DATA LISTING: Begin

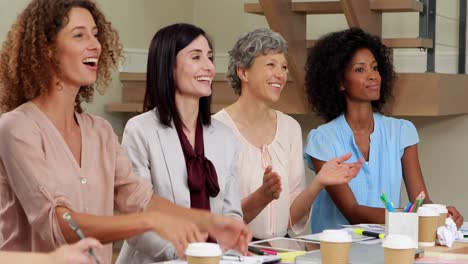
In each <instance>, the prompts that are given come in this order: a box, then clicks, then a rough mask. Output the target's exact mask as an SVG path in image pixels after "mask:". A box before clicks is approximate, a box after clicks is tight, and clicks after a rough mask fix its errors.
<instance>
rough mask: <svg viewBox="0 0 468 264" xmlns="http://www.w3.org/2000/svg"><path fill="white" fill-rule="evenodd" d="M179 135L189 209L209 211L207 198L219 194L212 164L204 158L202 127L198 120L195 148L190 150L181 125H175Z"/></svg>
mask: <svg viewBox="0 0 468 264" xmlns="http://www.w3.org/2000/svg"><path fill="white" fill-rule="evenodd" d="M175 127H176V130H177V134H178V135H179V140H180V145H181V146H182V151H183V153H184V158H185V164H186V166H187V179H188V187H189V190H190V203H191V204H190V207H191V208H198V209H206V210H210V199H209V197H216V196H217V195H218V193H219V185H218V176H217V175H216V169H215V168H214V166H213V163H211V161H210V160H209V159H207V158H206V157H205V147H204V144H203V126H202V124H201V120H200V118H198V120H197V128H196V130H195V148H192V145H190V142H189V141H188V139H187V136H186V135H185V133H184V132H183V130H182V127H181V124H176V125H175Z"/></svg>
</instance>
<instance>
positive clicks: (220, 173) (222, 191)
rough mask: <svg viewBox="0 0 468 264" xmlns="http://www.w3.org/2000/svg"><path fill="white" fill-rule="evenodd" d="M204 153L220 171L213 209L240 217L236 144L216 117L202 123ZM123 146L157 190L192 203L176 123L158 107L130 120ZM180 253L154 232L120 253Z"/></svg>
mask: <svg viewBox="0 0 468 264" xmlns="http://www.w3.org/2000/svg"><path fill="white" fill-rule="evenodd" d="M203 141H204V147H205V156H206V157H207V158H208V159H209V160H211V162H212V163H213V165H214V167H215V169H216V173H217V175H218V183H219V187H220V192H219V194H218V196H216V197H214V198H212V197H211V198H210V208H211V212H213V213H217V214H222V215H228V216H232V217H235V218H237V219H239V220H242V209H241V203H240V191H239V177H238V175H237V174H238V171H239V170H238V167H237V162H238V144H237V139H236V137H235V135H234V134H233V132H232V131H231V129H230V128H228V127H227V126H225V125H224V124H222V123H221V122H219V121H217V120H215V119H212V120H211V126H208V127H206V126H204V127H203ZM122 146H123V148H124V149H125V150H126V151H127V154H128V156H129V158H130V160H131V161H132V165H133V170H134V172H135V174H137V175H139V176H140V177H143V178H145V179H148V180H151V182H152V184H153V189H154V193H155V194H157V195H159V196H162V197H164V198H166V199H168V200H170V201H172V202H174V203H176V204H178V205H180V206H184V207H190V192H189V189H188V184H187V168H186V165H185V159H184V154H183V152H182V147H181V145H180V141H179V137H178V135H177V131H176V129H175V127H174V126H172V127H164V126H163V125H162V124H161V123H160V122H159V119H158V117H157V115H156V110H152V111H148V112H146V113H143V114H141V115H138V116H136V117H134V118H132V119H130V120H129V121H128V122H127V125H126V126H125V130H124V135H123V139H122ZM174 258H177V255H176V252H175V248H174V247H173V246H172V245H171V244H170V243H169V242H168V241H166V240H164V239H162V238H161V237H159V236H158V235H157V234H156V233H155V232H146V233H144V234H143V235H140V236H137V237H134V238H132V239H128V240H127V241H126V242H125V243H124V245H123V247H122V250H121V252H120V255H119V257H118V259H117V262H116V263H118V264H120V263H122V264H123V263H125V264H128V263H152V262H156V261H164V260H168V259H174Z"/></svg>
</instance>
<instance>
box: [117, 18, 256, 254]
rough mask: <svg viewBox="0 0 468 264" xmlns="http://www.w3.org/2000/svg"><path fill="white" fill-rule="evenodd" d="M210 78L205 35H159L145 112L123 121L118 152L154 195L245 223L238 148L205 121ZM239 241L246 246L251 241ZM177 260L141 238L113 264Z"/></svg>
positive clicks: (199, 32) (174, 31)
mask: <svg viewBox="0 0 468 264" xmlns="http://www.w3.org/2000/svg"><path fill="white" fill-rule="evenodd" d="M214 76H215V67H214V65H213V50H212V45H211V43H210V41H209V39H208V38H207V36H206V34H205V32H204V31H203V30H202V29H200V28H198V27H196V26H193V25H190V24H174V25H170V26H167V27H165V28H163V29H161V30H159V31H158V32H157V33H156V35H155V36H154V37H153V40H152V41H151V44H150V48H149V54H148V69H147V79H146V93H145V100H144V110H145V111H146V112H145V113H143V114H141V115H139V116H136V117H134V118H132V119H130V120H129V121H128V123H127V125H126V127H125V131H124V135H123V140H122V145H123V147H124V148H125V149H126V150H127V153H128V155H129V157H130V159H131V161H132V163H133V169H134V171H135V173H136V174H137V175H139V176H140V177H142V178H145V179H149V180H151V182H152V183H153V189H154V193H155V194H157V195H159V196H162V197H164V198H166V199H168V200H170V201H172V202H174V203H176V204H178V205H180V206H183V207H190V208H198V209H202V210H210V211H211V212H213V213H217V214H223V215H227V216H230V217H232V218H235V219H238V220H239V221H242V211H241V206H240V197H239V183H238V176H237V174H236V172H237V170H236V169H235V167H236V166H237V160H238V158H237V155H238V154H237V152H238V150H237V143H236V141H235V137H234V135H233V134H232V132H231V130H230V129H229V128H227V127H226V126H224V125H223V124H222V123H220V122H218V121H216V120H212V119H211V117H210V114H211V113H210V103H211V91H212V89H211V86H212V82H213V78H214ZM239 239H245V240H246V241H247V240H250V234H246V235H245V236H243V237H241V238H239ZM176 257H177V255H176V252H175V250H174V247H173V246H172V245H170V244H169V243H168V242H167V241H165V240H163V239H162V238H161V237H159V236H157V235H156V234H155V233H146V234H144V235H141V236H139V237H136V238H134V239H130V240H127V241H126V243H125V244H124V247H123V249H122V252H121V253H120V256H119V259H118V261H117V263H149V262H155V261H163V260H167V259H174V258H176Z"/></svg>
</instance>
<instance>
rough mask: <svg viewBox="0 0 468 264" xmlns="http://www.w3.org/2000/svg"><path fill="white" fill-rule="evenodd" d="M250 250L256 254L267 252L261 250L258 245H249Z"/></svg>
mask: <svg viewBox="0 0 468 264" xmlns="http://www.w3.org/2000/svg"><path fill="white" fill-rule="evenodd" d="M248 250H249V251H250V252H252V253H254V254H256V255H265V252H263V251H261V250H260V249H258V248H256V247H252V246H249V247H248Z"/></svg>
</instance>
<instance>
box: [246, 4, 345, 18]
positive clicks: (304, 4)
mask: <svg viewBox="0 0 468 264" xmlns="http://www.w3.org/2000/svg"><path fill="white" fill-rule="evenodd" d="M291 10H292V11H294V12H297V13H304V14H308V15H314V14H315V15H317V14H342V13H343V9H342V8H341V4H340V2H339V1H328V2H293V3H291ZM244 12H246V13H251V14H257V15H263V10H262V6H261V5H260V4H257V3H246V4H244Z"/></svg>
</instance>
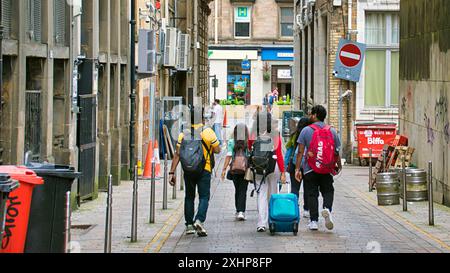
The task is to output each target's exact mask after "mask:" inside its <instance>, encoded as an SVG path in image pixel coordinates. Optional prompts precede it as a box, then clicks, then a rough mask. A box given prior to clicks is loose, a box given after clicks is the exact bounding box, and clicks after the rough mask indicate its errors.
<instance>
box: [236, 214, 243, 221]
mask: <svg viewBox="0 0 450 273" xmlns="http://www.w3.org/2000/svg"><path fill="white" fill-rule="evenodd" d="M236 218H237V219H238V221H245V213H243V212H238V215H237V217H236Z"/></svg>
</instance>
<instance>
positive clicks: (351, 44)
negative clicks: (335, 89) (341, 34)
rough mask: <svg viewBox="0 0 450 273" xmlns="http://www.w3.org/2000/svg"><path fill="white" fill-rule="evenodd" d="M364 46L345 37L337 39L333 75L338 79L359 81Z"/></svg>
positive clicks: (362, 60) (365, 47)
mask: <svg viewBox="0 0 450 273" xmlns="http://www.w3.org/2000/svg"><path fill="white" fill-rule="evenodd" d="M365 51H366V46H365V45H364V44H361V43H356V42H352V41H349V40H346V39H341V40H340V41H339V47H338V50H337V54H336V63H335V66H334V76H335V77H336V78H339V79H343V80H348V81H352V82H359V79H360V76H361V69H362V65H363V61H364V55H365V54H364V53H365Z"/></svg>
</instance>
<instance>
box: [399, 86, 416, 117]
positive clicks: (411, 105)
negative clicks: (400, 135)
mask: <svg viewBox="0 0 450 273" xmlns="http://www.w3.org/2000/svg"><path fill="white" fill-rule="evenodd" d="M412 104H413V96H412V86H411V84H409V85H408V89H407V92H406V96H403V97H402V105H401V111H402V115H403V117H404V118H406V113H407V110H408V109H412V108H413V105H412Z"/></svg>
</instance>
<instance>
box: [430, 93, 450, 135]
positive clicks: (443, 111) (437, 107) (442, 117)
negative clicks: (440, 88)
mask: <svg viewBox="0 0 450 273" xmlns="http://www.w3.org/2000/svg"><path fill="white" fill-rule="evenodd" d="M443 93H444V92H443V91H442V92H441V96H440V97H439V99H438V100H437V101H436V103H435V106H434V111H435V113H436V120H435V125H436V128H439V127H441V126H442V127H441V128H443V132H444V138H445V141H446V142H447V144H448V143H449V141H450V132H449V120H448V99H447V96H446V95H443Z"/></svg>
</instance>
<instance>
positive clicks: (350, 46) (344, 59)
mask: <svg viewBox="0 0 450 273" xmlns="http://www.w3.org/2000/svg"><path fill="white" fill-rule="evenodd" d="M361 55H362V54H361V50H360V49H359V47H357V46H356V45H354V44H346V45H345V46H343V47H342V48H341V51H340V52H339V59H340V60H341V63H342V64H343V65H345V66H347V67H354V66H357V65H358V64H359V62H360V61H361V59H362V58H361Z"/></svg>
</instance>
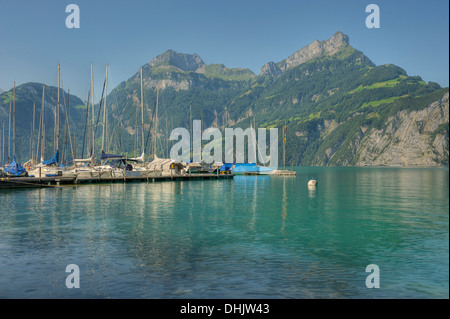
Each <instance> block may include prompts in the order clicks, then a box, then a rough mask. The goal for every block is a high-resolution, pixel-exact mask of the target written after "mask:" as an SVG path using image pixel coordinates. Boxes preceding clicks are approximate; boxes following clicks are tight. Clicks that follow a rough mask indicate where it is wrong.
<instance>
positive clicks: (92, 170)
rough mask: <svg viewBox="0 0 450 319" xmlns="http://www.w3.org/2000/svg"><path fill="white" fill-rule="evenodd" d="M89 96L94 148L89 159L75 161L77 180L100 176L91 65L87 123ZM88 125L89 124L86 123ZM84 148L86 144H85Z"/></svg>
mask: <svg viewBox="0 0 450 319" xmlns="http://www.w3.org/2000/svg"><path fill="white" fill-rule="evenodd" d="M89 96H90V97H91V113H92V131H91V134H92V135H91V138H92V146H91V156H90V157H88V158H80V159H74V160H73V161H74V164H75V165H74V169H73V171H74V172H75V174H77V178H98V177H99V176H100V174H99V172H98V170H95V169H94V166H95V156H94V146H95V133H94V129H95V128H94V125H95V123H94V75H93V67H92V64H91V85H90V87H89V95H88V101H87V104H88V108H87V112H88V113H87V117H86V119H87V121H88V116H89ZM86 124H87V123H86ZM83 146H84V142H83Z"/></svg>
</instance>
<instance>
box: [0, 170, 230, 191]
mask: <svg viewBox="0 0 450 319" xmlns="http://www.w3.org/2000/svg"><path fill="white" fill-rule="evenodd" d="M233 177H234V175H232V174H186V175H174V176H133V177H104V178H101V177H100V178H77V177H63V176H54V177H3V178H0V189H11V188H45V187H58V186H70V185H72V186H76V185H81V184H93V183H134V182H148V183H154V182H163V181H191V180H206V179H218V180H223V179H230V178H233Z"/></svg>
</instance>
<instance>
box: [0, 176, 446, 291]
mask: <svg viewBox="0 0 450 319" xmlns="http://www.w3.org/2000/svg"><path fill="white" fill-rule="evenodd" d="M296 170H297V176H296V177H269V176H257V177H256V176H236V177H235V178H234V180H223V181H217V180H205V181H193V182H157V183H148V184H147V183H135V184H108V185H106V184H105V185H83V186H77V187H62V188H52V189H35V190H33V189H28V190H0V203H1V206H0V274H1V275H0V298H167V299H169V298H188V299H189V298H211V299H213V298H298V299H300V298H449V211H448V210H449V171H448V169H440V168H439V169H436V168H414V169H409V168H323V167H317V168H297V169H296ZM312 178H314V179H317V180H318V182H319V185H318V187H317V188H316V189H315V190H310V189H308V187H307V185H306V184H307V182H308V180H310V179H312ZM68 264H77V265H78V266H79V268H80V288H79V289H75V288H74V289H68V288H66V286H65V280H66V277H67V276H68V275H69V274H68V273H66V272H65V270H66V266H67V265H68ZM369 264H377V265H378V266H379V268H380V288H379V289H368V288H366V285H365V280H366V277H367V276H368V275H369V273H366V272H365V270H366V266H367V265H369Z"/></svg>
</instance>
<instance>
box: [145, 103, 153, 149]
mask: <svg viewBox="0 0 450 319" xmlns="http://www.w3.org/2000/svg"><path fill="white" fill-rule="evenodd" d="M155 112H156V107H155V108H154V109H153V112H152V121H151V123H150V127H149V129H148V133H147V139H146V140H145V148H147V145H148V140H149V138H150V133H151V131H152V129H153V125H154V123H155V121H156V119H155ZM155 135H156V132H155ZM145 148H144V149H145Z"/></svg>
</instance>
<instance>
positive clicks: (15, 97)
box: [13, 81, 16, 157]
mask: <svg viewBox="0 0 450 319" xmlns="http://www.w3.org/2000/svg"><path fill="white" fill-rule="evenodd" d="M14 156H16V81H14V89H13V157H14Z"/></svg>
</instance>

DATA LISTING: End

▸ ABOUT THIS EXERCISE: Arrange the part of the listing above that runs from its start through the line containing "135L189 209L209 211L207" as a JSON list of strings, one string per line, including both ends. Leave out the pictures and any blank lines.

▸ WRITTEN SOLUTION:
[
  "In each <instance>, the prompts that are given come in this order: a box, then clicks, then a rough mask. Output the target's exact mask as an SVG path in image pixels after \"mask:\". A box before clicks is approximate, a box after clicks is tight, and clicks after a rough mask fix its errors.",
  "<instance>",
  "rough mask: <svg viewBox=\"0 0 468 264\" xmlns=\"http://www.w3.org/2000/svg\"><path fill=\"white\" fill-rule=\"evenodd\" d=\"M179 135L189 209L209 211L207 198L219 194L212 164L204 158L202 127L198 120L195 148L190 150L181 125H175Z\"/></svg>"
]